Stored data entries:

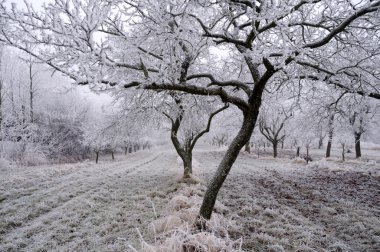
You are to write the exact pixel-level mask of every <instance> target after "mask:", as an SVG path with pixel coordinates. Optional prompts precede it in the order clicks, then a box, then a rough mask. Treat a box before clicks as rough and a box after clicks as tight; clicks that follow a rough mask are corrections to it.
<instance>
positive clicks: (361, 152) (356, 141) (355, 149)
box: [355, 132, 362, 158]
mask: <svg viewBox="0 0 380 252" xmlns="http://www.w3.org/2000/svg"><path fill="white" fill-rule="evenodd" d="M361 135H362V134H361V133H360V132H355V155H356V158H361V156H362V151H361V148H360V137H361Z"/></svg>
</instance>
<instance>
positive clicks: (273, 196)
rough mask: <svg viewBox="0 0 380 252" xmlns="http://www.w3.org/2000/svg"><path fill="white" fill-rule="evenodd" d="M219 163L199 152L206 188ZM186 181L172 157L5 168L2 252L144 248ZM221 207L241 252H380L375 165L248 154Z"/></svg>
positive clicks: (141, 156)
mask: <svg viewBox="0 0 380 252" xmlns="http://www.w3.org/2000/svg"><path fill="white" fill-rule="evenodd" d="M222 154H223V151H218V150H207V149H204V150H198V151H196V153H195V154H194V158H195V171H194V172H195V173H196V174H197V175H198V176H199V177H201V178H203V179H204V180H206V181H207V179H208V178H209V177H210V176H211V175H212V173H213V172H214V171H215V169H216V166H217V164H218V161H219V160H220V158H221V157H222ZM376 154H377V153H374V155H373V158H370V159H376V158H377V157H376ZM181 174H182V169H181V167H180V166H179V164H178V162H177V157H176V155H175V153H174V151H170V150H162V151H159V150H155V151H144V152H137V153H133V154H131V155H128V156H127V157H124V156H118V157H117V160H116V161H114V162H112V161H101V162H100V164H98V165H96V164H94V163H93V161H89V162H84V163H79V164H65V165H54V166H39V167H19V168H16V167H12V168H4V167H3V168H0V251H51V250H59V251H130V250H131V249H130V247H129V245H132V246H133V247H135V248H137V249H138V248H139V244H140V241H139V234H138V231H139V232H140V233H141V234H142V236H143V238H144V240H145V241H147V242H154V239H155V237H154V235H153V234H152V232H150V231H149V224H150V223H151V222H152V221H154V220H155V219H156V218H157V217H160V216H162V215H164V214H165V212H166V210H165V208H166V205H167V203H168V201H169V200H170V199H171V198H172V197H173V196H175V195H176V192H177V191H178V189H179V188H180V187H181V185H180V184H179V183H178V182H177V179H178V178H179V177H180V176H181ZM219 199H220V201H221V202H222V203H223V204H224V205H225V206H226V211H225V217H226V218H227V219H231V220H235V221H236V223H237V225H239V228H235V229H233V230H231V231H230V236H231V237H232V239H235V240H237V239H239V238H240V237H243V246H242V248H243V250H244V251H380V163H379V160H377V163H376V161H370V162H367V161H348V162H346V163H344V164H342V163H340V162H338V161H334V160H330V161H318V162H312V163H311V164H310V165H308V166H306V165H305V164H304V163H303V162H299V160H298V161H297V160H290V159H277V160H274V159H272V158H269V157H263V158H260V159H256V158H254V155H248V154H244V153H242V154H241V155H240V157H239V159H238V160H237V162H236V164H235V166H234V167H233V170H232V172H231V174H230V175H229V177H228V179H227V180H226V182H225V185H224V187H223V188H222V190H221V193H220V197H219ZM156 216H157V217H156Z"/></svg>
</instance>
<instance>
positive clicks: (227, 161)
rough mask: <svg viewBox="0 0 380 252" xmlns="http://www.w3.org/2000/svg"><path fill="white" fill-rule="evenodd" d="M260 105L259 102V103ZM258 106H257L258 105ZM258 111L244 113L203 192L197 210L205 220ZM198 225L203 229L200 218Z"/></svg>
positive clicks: (210, 216) (215, 198)
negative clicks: (202, 200)
mask: <svg viewBox="0 0 380 252" xmlns="http://www.w3.org/2000/svg"><path fill="white" fill-rule="evenodd" d="M259 106H260V104H259ZM259 106H258V107H259ZM257 115H258V111H257V112H256V111H255V112H253V113H251V114H248V113H244V120H243V124H242V126H241V128H240V130H239V132H238V134H237V135H236V136H235V138H234V139H233V140H232V142H231V144H230V146H229V147H228V149H227V152H226V154H225V156H224V157H223V159H222V161H221V163H220V164H219V166H218V169H217V171H216V173H215V175H214V177H213V178H212V179H211V181H210V183H209V185H208V187H207V190H206V192H205V195H204V198H203V202H202V206H201V209H200V211H199V214H200V217H201V218H204V219H206V220H209V219H210V218H211V214H212V211H213V209H214V205H215V201H216V197H217V195H218V192H219V190H220V188H221V186H222V184H223V182H224V180H225V179H226V177H227V175H228V173H229V172H230V170H231V168H232V165H233V163H234V162H235V160H236V158H237V157H238V155H239V152H240V150H241V149H242V148H243V147H244V145H245V144H246V142H247V141H248V140H249V139H250V138H251V135H252V132H253V129H254V126H255V123H256V119H257ZM197 224H198V227H199V228H201V229H203V228H204V222H203V220H202V219H199V220H198V223H197Z"/></svg>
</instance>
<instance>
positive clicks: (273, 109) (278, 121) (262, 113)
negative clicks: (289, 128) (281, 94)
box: [259, 103, 292, 158]
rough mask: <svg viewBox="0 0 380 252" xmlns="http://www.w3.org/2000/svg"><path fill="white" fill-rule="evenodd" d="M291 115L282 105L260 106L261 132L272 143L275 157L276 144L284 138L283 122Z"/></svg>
mask: <svg viewBox="0 0 380 252" xmlns="http://www.w3.org/2000/svg"><path fill="white" fill-rule="evenodd" d="M291 116H292V113H291V112H287V111H286V110H285V108H284V107H283V106H276V105H275V104H273V103H271V105H270V106H262V108H261V114H260V119H259V129H260V132H261V134H263V136H264V137H265V138H266V139H267V140H268V141H269V142H270V143H271V144H272V147H273V157H274V158H276V157H277V147H278V144H279V143H280V142H282V141H284V139H285V130H284V124H285V123H286V121H287V120H288V119H289V118H290V117H291Z"/></svg>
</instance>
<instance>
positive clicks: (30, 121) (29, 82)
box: [28, 61, 34, 123]
mask: <svg viewBox="0 0 380 252" xmlns="http://www.w3.org/2000/svg"><path fill="white" fill-rule="evenodd" d="M28 63H29V107H30V122H31V123H33V122H34V114H33V113H34V111H33V110H34V109H33V98H34V90H33V71H32V70H33V63H32V62H31V61H30V62H28Z"/></svg>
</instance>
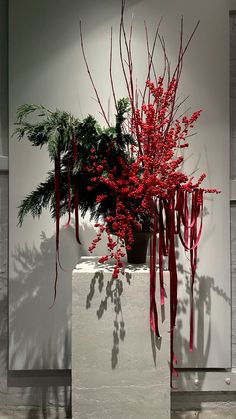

[Task to complete]:
Repeat the entries above verbatim, but only from the line that has "box: [355, 132, 362, 158]" down to the line that has "163L199 152L206 188ZM186", inclusive.

[Solution to this task]:
box: [355, 132, 362, 158]
mask: <svg viewBox="0 0 380 252" xmlns="http://www.w3.org/2000/svg"><path fill="white" fill-rule="evenodd" d="M361 135H362V134H361V133H360V132H355V155H356V158H361V156H362V151H361V148H360V137H361Z"/></svg>
</instance>
<instance>
positive clicks: (273, 196)
rough mask: <svg viewBox="0 0 380 252" xmlns="http://www.w3.org/2000/svg"><path fill="white" fill-rule="evenodd" d="M219 163L199 152L206 188ZM186 181L172 157L5 168L2 252L144 248ZM221 207L241 252H380L375 165L248 154Z"/></svg>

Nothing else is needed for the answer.